Short task 1.
Do the statements below agree with the passage on pixel circuit signal lines? For each, answer yes or no and quote the deciding words from the passage.
(a) The second scanning signal Scan2′ controls the data writing transistor T3′.
(b) The light-emitting control scanning signal Emit′ controls both T2′ and T6′.
(c) The reference voltage line 36′ provides the positive voltage signal PVDD′.
Short task 2. How would the description of the pixel circuit signal lines go on after its final sentence? Carry it on for a few more sentences in the same style.

Excerpted passage.

--------------------------------------------------

A first scanning signal Scan1′ on the first scanning line 31′ controls the first reset transistor T4′ to be turned on or off. A second scanning signal Scan2′ on the second scanning line 32′ controls the threshold compensation transistor T5′ to be turned on or off. A third scanning signal SP′ on the third scanning line 33′ controls the data writing transistor T3′ and the light-emitting reset transistor T7′ to be turned on or off. A light-emitting control scanning signal Emit′ on the light-emitting control scanning signal line 34′ controls the first light-emitting control transistor T2′ and the second light-emitting control transistor T6′ to be turned on or off. The first power signal line 35′ provides a positive voltage signal PVDD′. The reference voltage line 36′ provides a reference voltage signal Vref. The data signal line 37′ provides a data signal DATA′.

--------------------------------------------------

Record list.
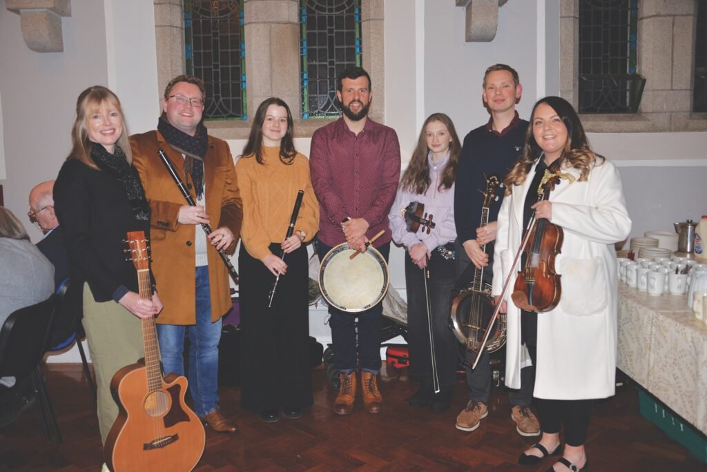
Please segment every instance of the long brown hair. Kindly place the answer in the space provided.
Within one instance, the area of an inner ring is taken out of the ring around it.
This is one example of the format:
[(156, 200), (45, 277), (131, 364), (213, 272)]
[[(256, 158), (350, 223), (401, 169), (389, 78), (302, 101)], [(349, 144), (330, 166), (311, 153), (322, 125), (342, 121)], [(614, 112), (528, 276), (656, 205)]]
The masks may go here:
[[(555, 110), (567, 128), (567, 141), (565, 142), (562, 154), (557, 160), (560, 166), (566, 168), (574, 167), (579, 170), (579, 180), (581, 182), (587, 180), (589, 172), (595, 165), (600, 165), (605, 160), (603, 155), (597, 154), (589, 146), (589, 141), (584, 132), (582, 122), (579, 120), (579, 116), (577, 115), (577, 112), (569, 102), (560, 97), (550, 96), (541, 98), (535, 103), (532, 108), (532, 113), (530, 114), (530, 125), (525, 133), (523, 153), (515, 161), (513, 168), (506, 177), (504, 183), (506, 184), (506, 195), (510, 195), (513, 192), (513, 185), (520, 185), (525, 182), (525, 177), (530, 172), (530, 169), (532, 168), (533, 164), (542, 155), (542, 149), (535, 141), (535, 136), (533, 134), (535, 110), (541, 103), (549, 105)], [(600, 161), (600, 163), (596, 164), (597, 161)]]
[(427, 117), (422, 125), (422, 130), (417, 138), (417, 146), (415, 146), (415, 151), (410, 158), (410, 163), (408, 164), (407, 169), (400, 179), (400, 189), (402, 190), (422, 194), (427, 191), (427, 189), (430, 187), (430, 166), (427, 162), (429, 150), (427, 148), (425, 132), (427, 125), (432, 122), (439, 122), (445, 125), (452, 138), (452, 142), (449, 143), (449, 160), (442, 170), (442, 182), (438, 189), (450, 189), (454, 184), (455, 179), (457, 177), (459, 155), (462, 152), (462, 144), (459, 141), (457, 130), (452, 119), (444, 113), (433, 113)]
[(125, 122), (125, 115), (120, 106), (120, 100), (117, 95), (103, 85), (93, 85), (86, 89), (78, 95), (76, 100), (76, 119), (71, 127), (71, 141), (73, 146), (69, 153), (67, 160), (78, 159), (86, 165), (98, 169), (98, 167), (90, 157), (90, 150), (95, 144), (88, 138), (88, 131), (86, 131), (86, 117), (100, 108), (104, 102), (107, 102), (115, 107), (120, 114), (122, 122), (123, 132), (115, 143), (125, 154), (125, 159), (129, 164), (132, 163), (132, 151), (130, 148), (130, 141), (128, 138), (128, 125)]
[(294, 131), (293, 126), (294, 123), (292, 119), (292, 113), (290, 112), (290, 107), (285, 102), (276, 97), (271, 97), (263, 101), (255, 112), (255, 117), (253, 119), (253, 125), (250, 127), (250, 136), (248, 136), (248, 142), (243, 148), (243, 157), (248, 158), (255, 156), (255, 160), (258, 164), (263, 163), (263, 123), (265, 122), (265, 114), (267, 113), (268, 107), (271, 105), (283, 107), (287, 110), (287, 132), (282, 137), (280, 141), (280, 160), (283, 164), (290, 165), (297, 155), (295, 150), (295, 144), (293, 140)]

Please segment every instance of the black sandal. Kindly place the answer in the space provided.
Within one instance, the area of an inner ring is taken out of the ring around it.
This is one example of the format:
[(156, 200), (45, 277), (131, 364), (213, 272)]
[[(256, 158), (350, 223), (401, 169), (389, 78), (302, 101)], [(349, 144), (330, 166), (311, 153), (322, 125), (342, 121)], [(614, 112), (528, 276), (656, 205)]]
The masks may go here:
[[(557, 461), (563, 464), (566, 467), (567, 467), (567, 468), (570, 469), (571, 472), (580, 472), (580, 471), (586, 471), (589, 468), (589, 459), (587, 459), (587, 461), (584, 463), (584, 467), (582, 468), (580, 468), (575, 464), (572, 464), (564, 457), (561, 457)], [(547, 472), (555, 472), (555, 469), (551, 467), (547, 469)]]
[(555, 450), (553, 451), (551, 453), (548, 452), (547, 449), (545, 449), (545, 447), (541, 444), (539, 442), (536, 442), (535, 444), (534, 444), (532, 446), (530, 447), (530, 449), (532, 449), (533, 447), (534, 447), (538, 451), (542, 453), (542, 457), (538, 457), (537, 456), (533, 456), (533, 455), (529, 456), (525, 452), (522, 452), (520, 454), (520, 457), (518, 458), (519, 464), (520, 464), (521, 466), (534, 466), (540, 461), (542, 461), (542, 459), (547, 457), (548, 456), (557, 456), (558, 454), (560, 454), (559, 444), (557, 445), (557, 447), (556, 447)]

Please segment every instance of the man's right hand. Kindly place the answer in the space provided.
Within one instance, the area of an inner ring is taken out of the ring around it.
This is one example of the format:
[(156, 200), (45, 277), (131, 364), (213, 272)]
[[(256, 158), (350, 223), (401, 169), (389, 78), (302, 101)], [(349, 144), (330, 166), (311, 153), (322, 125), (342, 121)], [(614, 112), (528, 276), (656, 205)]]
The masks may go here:
[(486, 267), (489, 265), (489, 254), (481, 251), (476, 240), (467, 240), (462, 245), (464, 247), (464, 252), (467, 253), (467, 256), (477, 266), (477, 269)]
[(177, 221), (182, 225), (201, 225), (201, 223), (209, 223), (209, 215), (201, 205), (192, 206), (191, 205), (182, 205), (180, 207), (179, 214), (177, 216)]

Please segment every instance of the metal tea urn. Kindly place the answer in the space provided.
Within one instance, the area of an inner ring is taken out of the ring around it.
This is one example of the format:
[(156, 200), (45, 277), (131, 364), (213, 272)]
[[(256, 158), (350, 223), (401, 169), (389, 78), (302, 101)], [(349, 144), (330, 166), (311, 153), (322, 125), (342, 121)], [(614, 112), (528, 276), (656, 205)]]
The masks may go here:
[(697, 222), (692, 220), (674, 223), (675, 232), (678, 235), (677, 250), (680, 252), (694, 252), (695, 250), (695, 227)]

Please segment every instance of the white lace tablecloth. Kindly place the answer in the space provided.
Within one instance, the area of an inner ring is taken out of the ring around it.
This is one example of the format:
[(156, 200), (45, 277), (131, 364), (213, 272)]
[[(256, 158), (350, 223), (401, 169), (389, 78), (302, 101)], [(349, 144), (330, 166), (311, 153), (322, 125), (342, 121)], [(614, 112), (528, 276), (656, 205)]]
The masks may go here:
[(619, 281), (617, 363), (707, 434), (707, 325), (686, 295), (653, 297)]

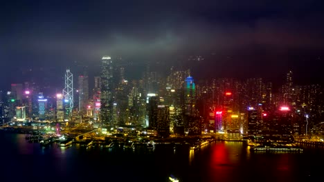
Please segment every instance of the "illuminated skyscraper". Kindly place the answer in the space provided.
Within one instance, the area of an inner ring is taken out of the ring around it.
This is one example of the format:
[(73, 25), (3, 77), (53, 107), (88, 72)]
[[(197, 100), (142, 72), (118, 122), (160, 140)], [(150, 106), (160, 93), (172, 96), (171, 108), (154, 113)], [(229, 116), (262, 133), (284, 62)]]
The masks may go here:
[(188, 77), (185, 80), (185, 114), (193, 115), (195, 114), (196, 88), (194, 79)]
[(16, 119), (18, 121), (24, 121), (26, 120), (26, 108), (16, 107)]
[(157, 105), (157, 132), (160, 137), (170, 136), (170, 108), (164, 105)]
[(112, 77), (113, 65), (110, 57), (101, 60), (100, 121), (103, 125), (112, 125)]
[(44, 98), (42, 92), (38, 94), (38, 117), (39, 120), (45, 119), (45, 110), (47, 107), (47, 99)]
[(86, 72), (83, 75), (79, 76), (79, 112), (85, 114), (89, 100), (89, 78)]
[(11, 84), (11, 93), (18, 104), (21, 104), (23, 97), (23, 85), (21, 83)]
[(93, 119), (95, 121), (99, 120), (100, 110), (100, 87), (101, 81), (100, 77), (95, 77), (95, 85), (93, 89)]
[(56, 119), (57, 121), (63, 121), (64, 119), (62, 94), (56, 94)]
[(63, 96), (66, 104), (66, 119), (69, 118), (73, 109), (73, 74), (69, 69), (65, 73), (65, 88), (63, 89)]
[(152, 96), (149, 98), (147, 104), (149, 128), (157, 130), (159, 97)]

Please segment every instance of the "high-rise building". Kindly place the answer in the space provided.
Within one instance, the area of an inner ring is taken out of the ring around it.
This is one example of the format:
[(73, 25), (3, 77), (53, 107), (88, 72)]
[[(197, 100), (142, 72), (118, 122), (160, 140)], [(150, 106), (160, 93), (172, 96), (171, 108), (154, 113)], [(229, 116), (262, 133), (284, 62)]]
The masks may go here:
[(168, 137), (170, 136), (170, 109), (164, 105), (157, 105), (156, 128), (158, 136)]
[(73, 109), (73, 74), (69, 69), (65, 73), (65, 88), (63, 89), (65, 103), (65, 119), (69, 119)]
[(42, 92), (38, 94), (38, 118), (39, 120), (45, 119), (45, 111), (47, 108), (47, 99), (44, 98)]
[(26, 120), (26, 107), (16, 107), (16, 120), (17, 121), (25, 121)]
[(23, 85), (21, 83), (12, 83), (11, 93), (14, 97), (13, 99), (20, 105), (22, 102)]
[(103, 125), (112, 125), (112, 78), (113, 65), (110, 57), (103, 57), (101, 59), (100, 75), (100, 117)]
[(56, 94), (56, 119), (57, 121), (63, 121), (64, 119), (64, 108), (63, 105), (63, 94)]
[(159, 97), (156, 96), (152, 96), (149, 98), (149, 102), (147, 105), (148, 110), (148, 121), (149, 128), (152, 130), (157, 130), (157, 120), (158, 120), (158, 105)]
[(26, 107), (26, 114), (29, 118), (31, 118), (33, 115), (32, 97), (32, 91), (27, 89), (24, 92), (22, 105)]
[(185, 114), (195, 114), (196, 105), (196, 88), (194, 79), (192, 77), (188, 77), (185, 80), (184, 98), (185, 98)]
[(248, 135), (255, 136), (258, 134), (260, 117), (258, 110), (253, 108), (248, 110)]

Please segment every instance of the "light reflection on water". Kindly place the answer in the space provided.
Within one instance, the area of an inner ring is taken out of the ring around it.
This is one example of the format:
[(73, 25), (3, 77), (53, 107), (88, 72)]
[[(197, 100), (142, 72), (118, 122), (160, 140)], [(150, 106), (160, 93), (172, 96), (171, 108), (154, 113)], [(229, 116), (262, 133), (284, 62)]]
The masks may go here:
[[(8, 163), (23, 168), (31, 166), (48, 175), (55, 172), (58, 176), (78, 174), (100, 176), (96, 174), (114, 175), (127, 170), (132, 175), (125, 177), (132, 178), (132, 181), (141, 181), (142, 176), (138, 174), (151, 175), (156, 179), (167, 179), (170, 173), (183, 179), (181, 181), (235, 181), (246, 179), (253, 181), (257, 181), (253, 180), (255, 179), (309, 181), (312, 179), (310, 178), (321, 174), (318, 171), (324, 170), (323, 150), (313, 148), (305, 150), (303, 154), (251, 152), (244, 143), (235, 141), (216, 141), (197, 150), (172, 148), (124, 150), (84, 148), (75, 144), (59, 147), (55, 143), (42, 148), (39, 143), (29, 143), (24, 134), (11, 136), (10, 144), (4, 144), (8, 145), (6, 150), (0, 152), (2, 155), (12, 154), (13, 158)], [(105, 168), (100, 167), (102, 164)], [(27, 171), (30, 175), (37, 175), (32, 168)], [(3, 174), (6, 172), (11, 175), (10, 170), (5, 168)]]

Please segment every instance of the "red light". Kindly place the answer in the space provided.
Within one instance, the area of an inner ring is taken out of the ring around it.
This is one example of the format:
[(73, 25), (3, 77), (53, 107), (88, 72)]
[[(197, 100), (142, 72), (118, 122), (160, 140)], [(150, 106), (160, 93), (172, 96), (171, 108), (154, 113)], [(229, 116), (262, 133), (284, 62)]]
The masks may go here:
[(289, 108), (285, 107), (285, 106), (281, 107), (280, 110), (289, 110)]

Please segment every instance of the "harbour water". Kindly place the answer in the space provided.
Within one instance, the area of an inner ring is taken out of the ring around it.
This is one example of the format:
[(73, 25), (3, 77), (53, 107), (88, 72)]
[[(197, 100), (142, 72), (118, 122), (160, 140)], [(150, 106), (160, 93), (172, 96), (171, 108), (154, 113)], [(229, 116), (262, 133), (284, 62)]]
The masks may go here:
[[(324, 174), (324, 148), (251, 152), (240, 141), (199, 150), (102, 148), (29, 143), (0, 131), (0, 181), (315, 181)], [(320, 180), (321, 181), (321, 180)]]

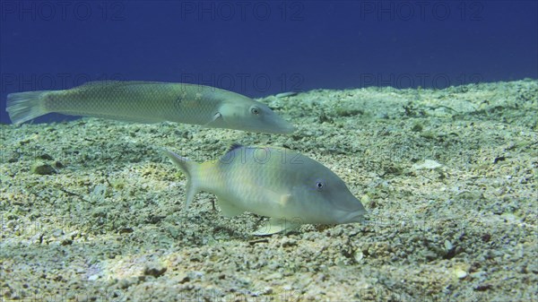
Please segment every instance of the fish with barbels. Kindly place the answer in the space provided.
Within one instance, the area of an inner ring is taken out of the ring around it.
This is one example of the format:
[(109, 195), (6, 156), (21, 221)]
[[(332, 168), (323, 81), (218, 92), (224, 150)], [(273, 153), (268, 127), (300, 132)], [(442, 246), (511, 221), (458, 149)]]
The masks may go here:
[(263, 103), (225, 90), (186, 83), (100, 81), (64, 91), (11, 93), (6, 111), (15, 125), (56, 112), (267, 134), (294, 131), (293, 125)]
[(226, 217), (244, 211), (270, 217), (254, 235), (288, 231), (305, 223), (364, 222), (367, 211), (344, 182), (293, 151), (233, 144), (219, 160), (204, 163), (163, 152), (187, 176), (187, 208), (204, 191), (217, 196)]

--------------------------------------------------

Final answer 1.
(a) No: "A second scanning signal Scan2′ on the second scanning line 32′ controls the threshold compensation transistor T5′ to be turned on or off."
(b) Yes: "A light-emitting control scanning signal Emit′ on the light-emitting control scanning signal line 34′ controls the first light-emitting control transistor T2′ and the second light-emitting control transistor T6′ to be turned on or off."
(c) No: "The reference voltage line 36′ provides a reference voltage signal Vref."

Final answer 2.
Still referring to FIG. 1 and FIG. 2, because the third scanning signal SP′ on the third scanning line 33′ controls both the data writing transistor T3′ and the light-emitting reset transistor T7′ to be turned on or off, and the light-emitting control scanning signal line 34′ is located between the data writing transistor T3′ and the second node N2′, the data writing transistor T3′ and the second node N2′ need to be connected through a crossover line, and the crossover line overlaps the light-emitting control scanning signal line 34′. However, when the light-emitting control scanning signal Emit′ on the light-emitting control scanning signal line 34′ jumps, the second node N2′ is coupled, resulting in impact on a potential of the second node N2′. Especially when the light-emitting control scanning signal Emit′ jumps from a low level to a high level, the potential of the second node N2′ is coupled and pulled up, and electric leakage occurs in a direction toward the third node N3′ and the fourth node N4′, leading to an increase in a potential of the fourth node N4′. When the pixel drive circuit 30′ operates in a low-frequency mode to drive the light-emitting element 20′ to perform black-state display, a black-state voltage significantly increases. Consequently, the display panel is not black in a black state, thereby further deteriorating display quality of the entire display panel.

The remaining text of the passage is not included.